Il nuovo volto del volontariato

Una sintesi delle principali tendenze che emergono dalle indagini Istat curata da Massimo Lori, Responsabile del Registro statistico delle istituzioni non profit dell’Istat

a cura della Redazione

Cosa resta fuori da una inquadratura di uno scatto fotografico? Un’indagine statistica è come una fotografia: mette a fuoco una parte del mondo, ma non l’intero paesaggio. Ogni dato è uno scatto, preciso ma parziale, che dipende dall’obiettivo scelto – le domande, le definizioni, l’attimo fuggente.

Record:
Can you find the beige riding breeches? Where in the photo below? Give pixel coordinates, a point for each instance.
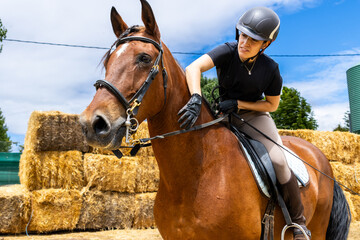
(264, 123)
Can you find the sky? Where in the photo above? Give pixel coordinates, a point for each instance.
(44, 77)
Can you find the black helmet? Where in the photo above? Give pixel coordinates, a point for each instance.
(260, 23)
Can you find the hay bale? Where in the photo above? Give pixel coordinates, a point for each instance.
(106, 210)
(55, 209)
(128, 174)
(14, 208)
(147, 174)
(54, 131)
(355, 200)
(349, 175)
(52, 169)
(144, 211)
(337, 146)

> **COMPITO BREVE A**: Nell'estratto sul volontariato, elenca gli elementi che tra i trattini precisano "l'obiettivo scelto".
> **COMPITO BREVE B**: Ricopia tutti i record senza alcuna modifica, omettendo le immagini.
Il testo e i record hanno origini diverse.

> **RISPOSTA AL COMPITO A**: Le domande, le definizioni, l'attimo fuggente.

> **RISPOSTA AL COMPITO B**:
Can you find the beige riding breeches? Where in the photo below? Give pixel coordinates, a point for each instance.
(264, 123)
Can you find the sky? Where in the photo above? Give pixel coordinates, a point for each instance.
(44, 77)
Can you find the black helmet? Where in the photo above? Give pixel coordinates, a point for each instance.
(260, 23)
Can you find the hay bale? Where in the photo above? Give pixel coordinates, a point for each instance.
(106, 210)
(55, 209)
(128, 174)
(14, 208)
(147, 174)
(54, 131)
(355, 200)
(349, 175)
(52, 169)
(144, 211)
(337, 146)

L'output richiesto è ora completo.